Stored entries:
[Start of section]

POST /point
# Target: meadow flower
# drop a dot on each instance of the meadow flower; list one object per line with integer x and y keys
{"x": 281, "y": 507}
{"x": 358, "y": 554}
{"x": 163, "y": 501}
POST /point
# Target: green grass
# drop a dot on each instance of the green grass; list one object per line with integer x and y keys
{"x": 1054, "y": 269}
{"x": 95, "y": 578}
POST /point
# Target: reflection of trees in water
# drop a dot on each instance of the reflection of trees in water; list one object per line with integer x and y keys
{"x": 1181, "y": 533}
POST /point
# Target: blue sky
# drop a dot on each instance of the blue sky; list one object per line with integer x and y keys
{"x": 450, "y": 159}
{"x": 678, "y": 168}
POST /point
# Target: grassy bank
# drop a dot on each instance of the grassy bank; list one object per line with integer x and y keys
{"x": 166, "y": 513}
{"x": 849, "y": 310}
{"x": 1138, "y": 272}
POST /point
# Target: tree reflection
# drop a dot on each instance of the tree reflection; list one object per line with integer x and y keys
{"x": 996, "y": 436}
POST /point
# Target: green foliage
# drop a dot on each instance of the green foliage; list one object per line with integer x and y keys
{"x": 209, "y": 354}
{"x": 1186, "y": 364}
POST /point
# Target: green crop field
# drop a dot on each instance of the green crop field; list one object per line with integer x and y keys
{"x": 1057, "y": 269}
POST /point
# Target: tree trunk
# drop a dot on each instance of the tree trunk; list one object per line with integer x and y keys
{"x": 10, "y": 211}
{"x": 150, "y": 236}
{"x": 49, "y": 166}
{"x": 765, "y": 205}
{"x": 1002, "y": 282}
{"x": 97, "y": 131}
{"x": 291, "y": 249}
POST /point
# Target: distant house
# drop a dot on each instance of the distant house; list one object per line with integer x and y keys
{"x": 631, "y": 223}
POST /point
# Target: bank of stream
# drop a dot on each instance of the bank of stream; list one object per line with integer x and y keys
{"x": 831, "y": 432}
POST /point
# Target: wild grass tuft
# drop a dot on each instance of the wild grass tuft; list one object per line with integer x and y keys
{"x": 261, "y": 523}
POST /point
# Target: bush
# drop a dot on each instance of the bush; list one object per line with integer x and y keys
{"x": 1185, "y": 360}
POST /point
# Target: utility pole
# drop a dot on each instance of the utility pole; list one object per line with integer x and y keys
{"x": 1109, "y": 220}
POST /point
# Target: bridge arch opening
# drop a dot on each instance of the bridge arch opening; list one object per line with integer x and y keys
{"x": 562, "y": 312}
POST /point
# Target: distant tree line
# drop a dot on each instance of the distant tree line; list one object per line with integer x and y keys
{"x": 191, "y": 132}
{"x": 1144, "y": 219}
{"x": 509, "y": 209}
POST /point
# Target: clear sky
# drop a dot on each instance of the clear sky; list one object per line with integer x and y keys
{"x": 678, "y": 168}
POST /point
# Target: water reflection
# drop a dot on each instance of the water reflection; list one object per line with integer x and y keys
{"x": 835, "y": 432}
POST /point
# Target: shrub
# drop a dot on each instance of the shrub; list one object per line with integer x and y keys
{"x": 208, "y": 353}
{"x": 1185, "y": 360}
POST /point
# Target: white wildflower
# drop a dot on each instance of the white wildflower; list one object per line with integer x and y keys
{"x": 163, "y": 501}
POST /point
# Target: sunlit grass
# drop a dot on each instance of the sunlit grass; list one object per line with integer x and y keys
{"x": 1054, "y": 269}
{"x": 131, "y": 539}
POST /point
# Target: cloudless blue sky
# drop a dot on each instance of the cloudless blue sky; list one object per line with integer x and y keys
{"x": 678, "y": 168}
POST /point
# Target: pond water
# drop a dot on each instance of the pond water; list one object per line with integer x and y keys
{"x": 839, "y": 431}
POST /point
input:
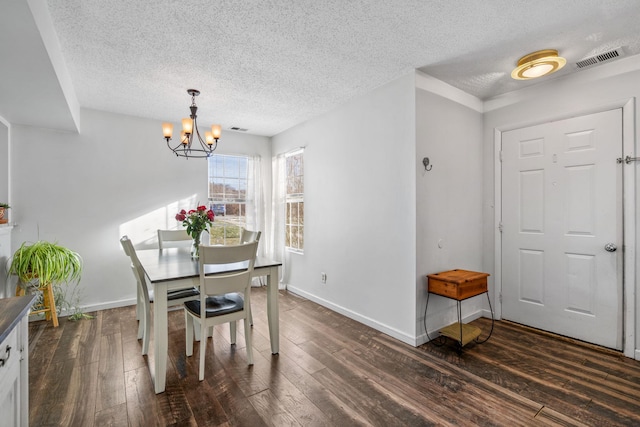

[End of section]

*WHAT YOU WILL DO*. Among the records above, repeat exactly the line with "# Target: meadow flower", the line with "# Target: reflection of trees in water", and every line in between, and only those.

*COMPLETED EXERCISE*.
# Target: meadow flower
# drop a dot on each instance of the meadow flower; list one object per line with integer x and y keys
{"x": 281, "y": 507}
{"x": 358, "y": 554}
{"x": 163, "y": 501}
POST /point
# Target: green grass
# drop a dot on each instance of the green grass; list one object per line with integer x and y keys
{"x": 1054, "y": 269}
{"x": 95, "y": 578}
POST /point
# Target: reflection of trees in water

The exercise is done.